SUPPLIED TEXT:
####
It’s A Lawn Ornament


Nice to hear if you’re the proud owner of a flock of pink plastic flamingos.

Not so much if you’re the (sort of not so proud anymore) owner of a 1965 Vespa.

Ugh.

I just keep repeating to myself, bless it or block it.

And man.

This is blocked.

I met with my friend who sold me the scooter.

I talked with my friend who just finished rebuilding his own Vespa.

I texted back and forth with another friend about his current rebuild at Scooter Centre.

And I am done.

Done.

I keep also hearing keep it simple stupid.

I will drop the stupid part, but I do own up to my part.

My part–taking on something that is vintage, that I don’t have the band width to tinker with, that I don’t have enough passion for to keep.  Thinking something is cute and posing by it is not the passion that will keep it running.

Nor do I have deep enough pockets.

My hopes, expectations, and needs were never met with this scooter.

Which is not the experience my friend who sold it to me had and I understood his point of view and his offer of help.

But in the end I left the coffee shop in tears and I just felt over it.

I talked with another friend on the phone a few hours later, lunch, a cup of tea, a call to my mom to wish her happy mother’s day, a walk along the Great Highway staring at the dunes and the sun poking out valiantly from the clouds, and he said, be up front, tell whom ever decides to buy it point-blank it’s a Vietnam scooter and you’ll probably get $1200.
####
TASK OBJECTIVE:
Reproduce the entire Vespa post word for word. The entries that follow come from a separate source and are unrelated to the Vespa post.
####
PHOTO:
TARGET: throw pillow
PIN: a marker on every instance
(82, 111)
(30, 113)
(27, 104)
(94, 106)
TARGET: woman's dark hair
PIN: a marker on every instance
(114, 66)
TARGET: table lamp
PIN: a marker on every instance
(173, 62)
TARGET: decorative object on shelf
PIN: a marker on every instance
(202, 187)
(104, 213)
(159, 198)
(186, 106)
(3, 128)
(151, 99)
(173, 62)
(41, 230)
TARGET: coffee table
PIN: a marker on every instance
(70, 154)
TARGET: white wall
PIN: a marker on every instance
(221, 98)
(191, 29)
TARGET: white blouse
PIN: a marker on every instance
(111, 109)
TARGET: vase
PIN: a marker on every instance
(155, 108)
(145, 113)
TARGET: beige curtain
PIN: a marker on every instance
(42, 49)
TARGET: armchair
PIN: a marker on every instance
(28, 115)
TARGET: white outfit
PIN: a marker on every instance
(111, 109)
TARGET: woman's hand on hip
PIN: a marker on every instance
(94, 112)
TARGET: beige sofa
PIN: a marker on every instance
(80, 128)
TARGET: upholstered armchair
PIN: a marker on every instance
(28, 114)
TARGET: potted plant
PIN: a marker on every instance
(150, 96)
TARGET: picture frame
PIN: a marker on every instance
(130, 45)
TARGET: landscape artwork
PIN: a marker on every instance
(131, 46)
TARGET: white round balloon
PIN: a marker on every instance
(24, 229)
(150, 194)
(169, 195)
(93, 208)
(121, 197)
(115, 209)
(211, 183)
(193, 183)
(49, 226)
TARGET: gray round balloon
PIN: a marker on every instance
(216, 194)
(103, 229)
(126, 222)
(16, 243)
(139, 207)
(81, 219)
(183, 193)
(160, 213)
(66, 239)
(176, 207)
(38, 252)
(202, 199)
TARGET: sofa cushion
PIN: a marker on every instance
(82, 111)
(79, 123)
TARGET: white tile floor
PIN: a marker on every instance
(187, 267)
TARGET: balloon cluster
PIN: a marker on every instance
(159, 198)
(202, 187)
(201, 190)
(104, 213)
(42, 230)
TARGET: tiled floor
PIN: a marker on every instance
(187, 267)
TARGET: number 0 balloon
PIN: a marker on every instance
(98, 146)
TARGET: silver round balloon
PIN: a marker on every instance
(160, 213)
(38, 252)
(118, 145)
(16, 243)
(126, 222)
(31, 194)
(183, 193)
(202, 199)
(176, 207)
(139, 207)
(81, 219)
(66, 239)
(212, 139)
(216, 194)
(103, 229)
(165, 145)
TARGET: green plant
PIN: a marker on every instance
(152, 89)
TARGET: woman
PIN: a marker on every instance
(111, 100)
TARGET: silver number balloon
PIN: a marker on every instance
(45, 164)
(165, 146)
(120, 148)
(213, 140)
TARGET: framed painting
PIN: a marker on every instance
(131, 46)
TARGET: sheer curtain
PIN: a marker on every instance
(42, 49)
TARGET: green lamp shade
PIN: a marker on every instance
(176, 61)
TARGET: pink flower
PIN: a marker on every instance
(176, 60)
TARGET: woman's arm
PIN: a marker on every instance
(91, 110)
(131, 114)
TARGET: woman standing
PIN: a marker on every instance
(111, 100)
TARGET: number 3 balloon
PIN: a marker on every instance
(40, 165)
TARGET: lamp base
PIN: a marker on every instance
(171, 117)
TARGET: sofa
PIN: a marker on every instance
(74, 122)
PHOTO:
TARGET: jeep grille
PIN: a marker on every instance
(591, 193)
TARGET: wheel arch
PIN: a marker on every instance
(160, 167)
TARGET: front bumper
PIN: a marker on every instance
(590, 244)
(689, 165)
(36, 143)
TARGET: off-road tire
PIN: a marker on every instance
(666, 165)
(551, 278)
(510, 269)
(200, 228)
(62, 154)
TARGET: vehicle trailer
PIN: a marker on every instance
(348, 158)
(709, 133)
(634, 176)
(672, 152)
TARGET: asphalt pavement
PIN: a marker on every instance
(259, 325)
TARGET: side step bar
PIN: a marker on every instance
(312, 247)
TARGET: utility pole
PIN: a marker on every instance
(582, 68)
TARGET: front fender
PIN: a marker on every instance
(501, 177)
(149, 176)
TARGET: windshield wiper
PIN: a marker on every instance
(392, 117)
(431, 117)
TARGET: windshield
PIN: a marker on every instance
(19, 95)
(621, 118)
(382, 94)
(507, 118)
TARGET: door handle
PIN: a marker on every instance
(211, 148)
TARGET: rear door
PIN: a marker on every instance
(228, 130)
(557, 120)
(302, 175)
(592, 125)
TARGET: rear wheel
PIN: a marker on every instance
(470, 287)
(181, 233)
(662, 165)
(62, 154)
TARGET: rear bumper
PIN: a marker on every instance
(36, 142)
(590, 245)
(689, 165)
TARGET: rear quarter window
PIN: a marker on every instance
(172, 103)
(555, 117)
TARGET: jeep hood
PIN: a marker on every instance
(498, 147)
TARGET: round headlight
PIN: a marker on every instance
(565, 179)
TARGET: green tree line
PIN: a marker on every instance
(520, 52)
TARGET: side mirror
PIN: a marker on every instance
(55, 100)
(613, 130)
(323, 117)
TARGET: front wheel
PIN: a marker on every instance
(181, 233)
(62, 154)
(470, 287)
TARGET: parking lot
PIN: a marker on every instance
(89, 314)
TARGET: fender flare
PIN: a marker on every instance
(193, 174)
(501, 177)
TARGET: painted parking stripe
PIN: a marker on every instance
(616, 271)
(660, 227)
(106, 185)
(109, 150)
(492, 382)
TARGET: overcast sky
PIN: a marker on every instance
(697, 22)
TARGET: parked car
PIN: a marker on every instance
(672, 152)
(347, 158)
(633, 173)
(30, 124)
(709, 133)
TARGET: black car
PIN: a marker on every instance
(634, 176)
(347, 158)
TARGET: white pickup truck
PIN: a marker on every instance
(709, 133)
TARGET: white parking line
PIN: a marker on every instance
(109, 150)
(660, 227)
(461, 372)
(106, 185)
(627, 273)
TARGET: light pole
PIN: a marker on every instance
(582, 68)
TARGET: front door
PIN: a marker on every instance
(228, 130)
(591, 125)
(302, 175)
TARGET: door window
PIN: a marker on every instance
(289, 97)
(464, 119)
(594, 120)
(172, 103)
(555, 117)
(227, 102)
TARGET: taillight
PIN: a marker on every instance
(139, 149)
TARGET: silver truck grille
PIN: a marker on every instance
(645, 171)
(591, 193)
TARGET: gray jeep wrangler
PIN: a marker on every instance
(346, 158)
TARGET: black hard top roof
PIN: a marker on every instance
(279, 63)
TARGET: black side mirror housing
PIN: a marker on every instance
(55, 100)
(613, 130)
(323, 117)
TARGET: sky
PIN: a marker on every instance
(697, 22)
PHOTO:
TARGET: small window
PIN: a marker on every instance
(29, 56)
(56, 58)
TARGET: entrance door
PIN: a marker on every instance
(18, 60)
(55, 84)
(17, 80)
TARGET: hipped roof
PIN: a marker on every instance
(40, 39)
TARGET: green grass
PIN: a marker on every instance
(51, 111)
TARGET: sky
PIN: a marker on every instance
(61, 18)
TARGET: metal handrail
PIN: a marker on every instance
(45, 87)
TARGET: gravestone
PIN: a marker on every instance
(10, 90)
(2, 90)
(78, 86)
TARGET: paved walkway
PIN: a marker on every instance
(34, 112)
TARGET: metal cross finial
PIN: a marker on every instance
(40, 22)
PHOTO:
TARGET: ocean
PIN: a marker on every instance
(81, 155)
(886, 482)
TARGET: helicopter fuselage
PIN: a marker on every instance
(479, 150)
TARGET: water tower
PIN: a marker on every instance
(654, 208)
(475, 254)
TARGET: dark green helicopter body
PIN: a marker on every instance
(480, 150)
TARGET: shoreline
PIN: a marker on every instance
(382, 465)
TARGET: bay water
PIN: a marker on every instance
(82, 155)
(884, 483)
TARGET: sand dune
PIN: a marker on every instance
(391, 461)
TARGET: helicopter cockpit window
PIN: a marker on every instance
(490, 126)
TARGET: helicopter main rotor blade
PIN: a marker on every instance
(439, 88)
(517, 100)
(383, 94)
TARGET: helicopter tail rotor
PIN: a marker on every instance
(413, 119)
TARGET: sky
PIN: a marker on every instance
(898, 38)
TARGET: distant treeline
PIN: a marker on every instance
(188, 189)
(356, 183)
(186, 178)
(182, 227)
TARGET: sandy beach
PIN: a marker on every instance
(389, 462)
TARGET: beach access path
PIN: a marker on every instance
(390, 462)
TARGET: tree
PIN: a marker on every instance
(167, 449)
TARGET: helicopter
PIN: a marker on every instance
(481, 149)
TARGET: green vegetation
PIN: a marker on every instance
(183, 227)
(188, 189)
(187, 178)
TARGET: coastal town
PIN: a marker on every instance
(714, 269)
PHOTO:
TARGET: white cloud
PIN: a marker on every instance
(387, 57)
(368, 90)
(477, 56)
####
RESULT OF THIS TASK:
It’s A Lawn Ornament


Nice to hear if you’re the proud owner of a flock of pink plastic flamingos.

Not so much if you’re the (sort of not so proud anymore) owner of a 1965 Vespa.

Ugh.

I just keep repeating to myself, bless it or block it.

And man.

This is blocked.

I met with my friend who sold me the scooter.

I talked with my friend who just finished rebuilding his own Vespa.

I texted back and forth with another friend about his current rebuild at Scooter Centre.

And I am done.

Done.

I keep also hearing keep it simple stupid.

I will drop the stupid part, but I do own up to my part.

My part–taking on something that is vintage, that I don’t have the band width to tinker with, that I don’t have enough passion for to keep.  Thinking something is cute and posing by it is not the passion that will keep it running.

Nor do I have deep enough pockets.

My hopes, expectations, and needs were never met with this scooter.

Which is not the experience my friend who sold it to me had and I understood his point of view and his offer of help.

But in the end I left the coffee shop in tears and I just felt over it.

I talked with another friend on the phone a few hours later, lunch, a cup of tea, a call to my mom to wish her happy mother’s day, a walk along the Great Highway staring at the dunes and the sun poking out valiantly from the clouds, and he said, be up front, tell whom ever decides to buy it point-blank it’s a Vietnam scooter and you’ll probably get $1200.